:: Source passage ::

Health care

I'M WONDERING why the United States Congress doesn't simply pass legislation to provide each eligible person the same health care coverage that they have.

Ha!

Robert Latin

Fremont

Parents' reaction wrong

DURING THE lockdown at Newark Memorial High School on Sept. 30, students were instructed to not use their cell phones. However, most ignored this request and called and texted friends and family.

Students called to tell their parents about the situation and that they were OK.

For some reason, that got a majority of the parents to crowd around the parking lot gate, despite the fact that police officers and SWAT team members were working hard enough already.

As seen briefly during a news report on KTVU Channel 2 later that day, parents were not taking the waiting well. They were demanding that police officers play journalists and "give them the whole story" and also to see their children.

As one of nearly 2,200 victims of the lockdown, I feel that the parents' reaction to the situation was wrong.

What were they doing by crowding around the gate? They were only making the situation more difficult by having the police direct their attention to the parents rather than the kids.

If they wanted information so badly, they should have stayed home and watched the news.


Advertisement

They should not have bothered the officers while they were doing their job.

I understand their worry, but the situation was being handled well. Things would have gone more smoothly if the parents stayed away during the police action and waited to come to campus when they were ready to release students.

Lauren Lola

Newark

Serving honorably

DRAG DUTINA'S letter of Sept. 18, giving me a bad time for being American, contained a factual error.

Two, not four, Kennedy brothers served honorably. Joe Jr. was killed during World War II while piloting a flying bomb, a B-24 loaded with 10.5 tons of Torpex, a forerunner of today's cruise missiles. The plane exploded before he could complete the arming sequence and bail out.

John Kennedy, despite Kennedy moral flaws, served honorably during World War II, was president of the United States and was a life member of our nation's oldest nonsectarian public service organization, the National Rifle Association.

The other two Kennedy brothers dishonored Joe Jr. and John by committing perjury, that is, violating their oath of office, "to "... preserve, protect, and defend the Constitution of the United States," by their rabid support of unconstitutional gun controls.

:::

• Actions to take:
1 > In the letters to the editor, on what date did the lockdown at Newark Memorial High School take place?
2 > Go on with the letters to the editor from the point where they stop.

:: Data records ::

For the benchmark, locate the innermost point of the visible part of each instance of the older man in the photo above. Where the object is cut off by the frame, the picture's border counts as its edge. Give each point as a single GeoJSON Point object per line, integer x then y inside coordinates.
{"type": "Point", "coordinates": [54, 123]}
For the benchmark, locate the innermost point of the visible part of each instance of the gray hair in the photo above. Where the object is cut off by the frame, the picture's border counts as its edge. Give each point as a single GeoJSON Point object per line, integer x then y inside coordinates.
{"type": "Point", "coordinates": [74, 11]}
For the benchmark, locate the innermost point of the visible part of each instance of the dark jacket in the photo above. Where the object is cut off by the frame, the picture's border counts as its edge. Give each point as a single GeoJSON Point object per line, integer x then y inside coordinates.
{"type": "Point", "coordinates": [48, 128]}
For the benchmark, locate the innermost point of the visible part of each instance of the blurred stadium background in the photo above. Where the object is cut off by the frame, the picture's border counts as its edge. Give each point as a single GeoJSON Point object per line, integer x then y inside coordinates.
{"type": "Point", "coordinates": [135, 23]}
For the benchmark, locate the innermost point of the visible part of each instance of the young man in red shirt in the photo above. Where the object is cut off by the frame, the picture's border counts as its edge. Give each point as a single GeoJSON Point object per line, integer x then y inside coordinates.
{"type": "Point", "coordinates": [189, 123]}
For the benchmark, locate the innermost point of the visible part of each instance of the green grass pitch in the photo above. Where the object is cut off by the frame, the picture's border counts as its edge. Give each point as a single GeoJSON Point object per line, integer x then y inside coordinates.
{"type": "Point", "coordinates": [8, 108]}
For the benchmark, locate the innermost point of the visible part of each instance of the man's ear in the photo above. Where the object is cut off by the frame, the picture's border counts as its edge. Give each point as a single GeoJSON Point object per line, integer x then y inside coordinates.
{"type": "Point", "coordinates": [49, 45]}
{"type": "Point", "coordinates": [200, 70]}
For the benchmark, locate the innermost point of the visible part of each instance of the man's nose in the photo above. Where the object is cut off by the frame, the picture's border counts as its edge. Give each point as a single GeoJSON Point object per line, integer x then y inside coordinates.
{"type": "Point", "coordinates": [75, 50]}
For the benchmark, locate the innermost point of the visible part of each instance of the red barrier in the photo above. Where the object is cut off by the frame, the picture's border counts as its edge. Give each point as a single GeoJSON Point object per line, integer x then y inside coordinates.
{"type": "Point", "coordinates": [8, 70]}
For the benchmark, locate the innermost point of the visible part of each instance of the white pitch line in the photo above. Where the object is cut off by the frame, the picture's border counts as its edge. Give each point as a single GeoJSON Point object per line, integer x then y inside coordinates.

:::

• Results in order:
1 > Sept. 30

2 >
Some 47 years ago, I also took the oath. Mine, like Joe Jr. and John, also included —... against all enemies, foreign and domestic." When I left the Army, I never rescinded this oath, consider it still in effect, and when I write these opinion pieces and letters, consider it an exercise of this oath.

Andy Breglia

Fremont

Concern for animals

THIS LETTER is to express my concern and dismay at the closing of the For Paws low-cost spay and neuter program in Fremont at the end of this month.

This clinic provides a valuable service to the community, offering affordable spay and neuter and vaccines to cats and dogs. I know several people who would not have been able to get their animals fixed, due to finances, if it had not been for this program.

Right now, all the shelters and rescue services are overloaded with cats. If we are able to spay and neuter all the stray cats and dogs out there, we wouldn't have the high numbers of animals that have to be euthanized due to lack of a home — one animal dies every 63 seconds in California, according to a member of the Ohlone Humane Society.

I encourage the city to support the low-cost spay and neuter programs. In the long run, it will save the city money on the holding costs, medical fees and euthanasia costs. And it would be the humane thing to do.

I urge all those who care for animals to contact the city representatives and ask them to please support a low-cost spay and neuter program. The animals out there need you.